## Passage provided

»»

Im using ajax to load the testNew.php file into the Cart.html file. It loads the testNew.php file but when i click on the button add which is in the testNew.php, 0 is being entered in the database and as soon as i click on the add button the page refresh by itself. My problem is that i dont want the page to refresh and want the add button to do the same action as in the testNew.php file(which works correctly).

 <script type='text/javascript' src='http://code.jquery.com/jquery-1.6.2.js'>
 </script>
 <script src="http://ajax.googleapis.com/ajax/libs/jquery/1.7.2/jquery.min.js">    
    </script>
 <script>

  $(document).ready(function() {

   $("#product").click(function() {                

  $.ajax({    //create an ajax request to load_page.php
    type: "GET",
    url: "testNew.php",             
    dataType: "html",   //expect html to be returned                
    success: function(response){                    
        $("#responsecontainer").html(response); 
        //alert(response);
    }

   });
 });
 });

 </script>
 </head>
  <body>

    <table border="1">
     <tr>
   <td>
    <input type="button" id="product" name="product"value="View all products"/>
    </td>   
 </tr>
</table>        
 <div id="responsecontainer"></div>

Here is the testNew.php which works correctly.

««

## Exercise description
In the forum post about loading testNew.php with Ajax, list every option name set in the object passed to the $.ajax call.

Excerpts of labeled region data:
»»

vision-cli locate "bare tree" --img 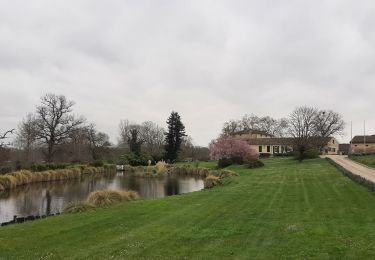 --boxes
[0,129,15,147]
[289,106,318,162]
[36,94,84,162]
[86,124,111,160]
[16,113,37,163]
[222,114,288,137]
[289,106,318,143]
[314,110,345,140]
[119,120,165,155]
[140,121,165,155]
[222,120,244,136]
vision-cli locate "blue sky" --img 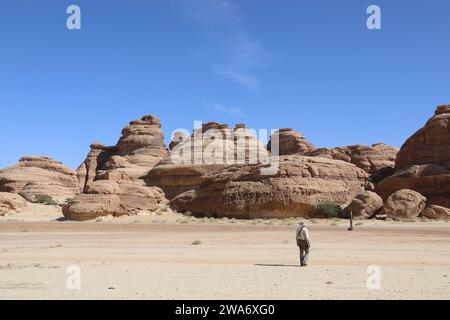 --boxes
[0,0,450,168]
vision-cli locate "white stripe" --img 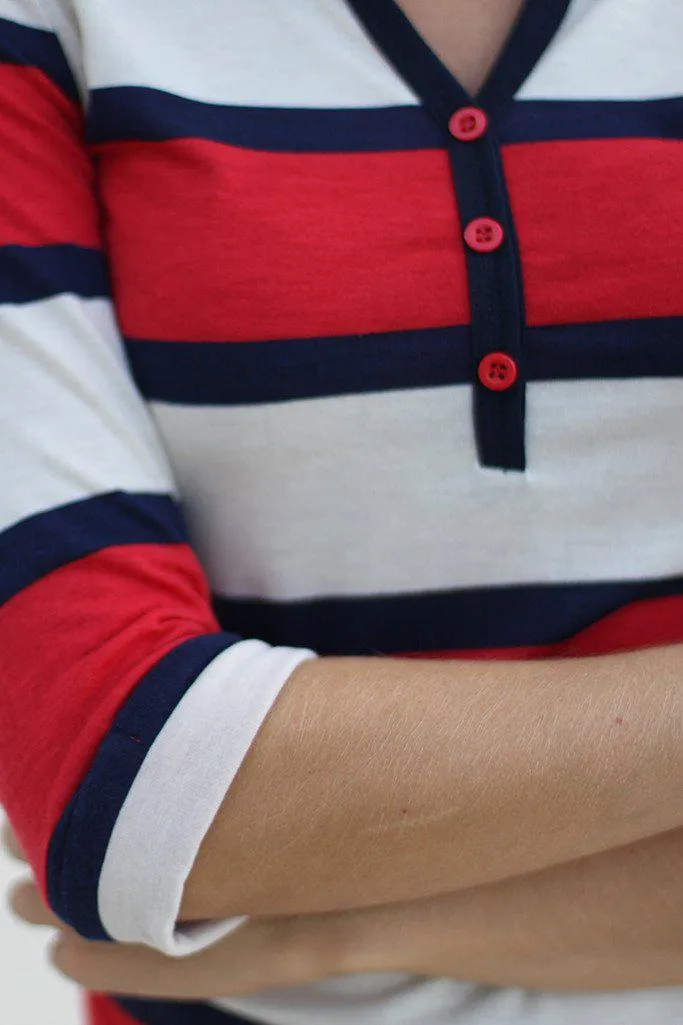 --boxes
[76,0,683,109]
[98,641,316,957]
[0,0,87,101]
[0,295,173,530]
[76,0,416,108]
[154,378,683,600]
[518,0,683,99]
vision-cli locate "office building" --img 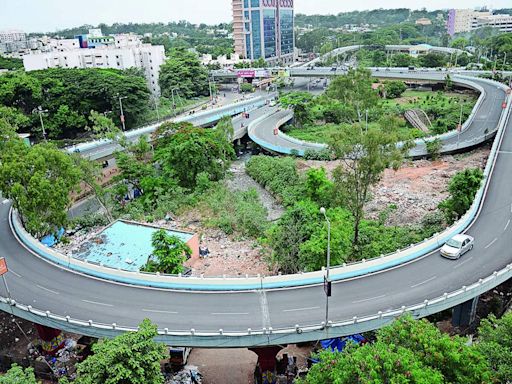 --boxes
[232,0,295,64]
[446,9,512,36]
[0,29,27,43]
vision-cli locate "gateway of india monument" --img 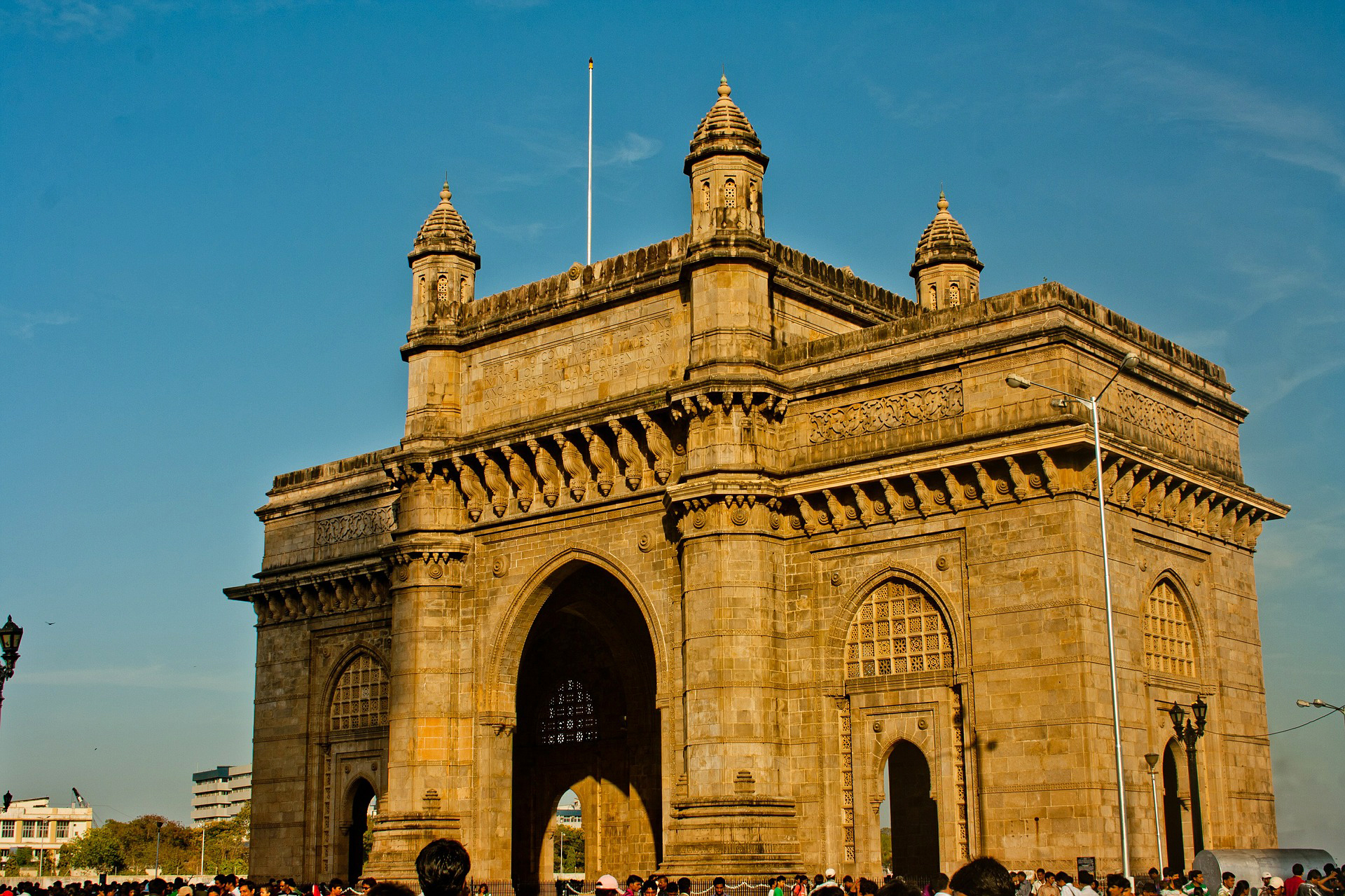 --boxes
[226,81,1288,892]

««

## Final answer
type, url, dataType, success